— Records —
>>>
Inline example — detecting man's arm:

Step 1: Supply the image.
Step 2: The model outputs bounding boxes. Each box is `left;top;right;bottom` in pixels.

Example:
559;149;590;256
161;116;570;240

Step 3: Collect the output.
<<<
— What needs to be done —
Output the records exactly.

— Result —
Inline example — detecting man's arm:

Step 1: Supply the image.
Step 2: The model outputs bounding boxes. Each box is `left;top;right;bottom` in pixels.

Example:
559;149;590;256
161;116;570;240

Step 3: Collect the output.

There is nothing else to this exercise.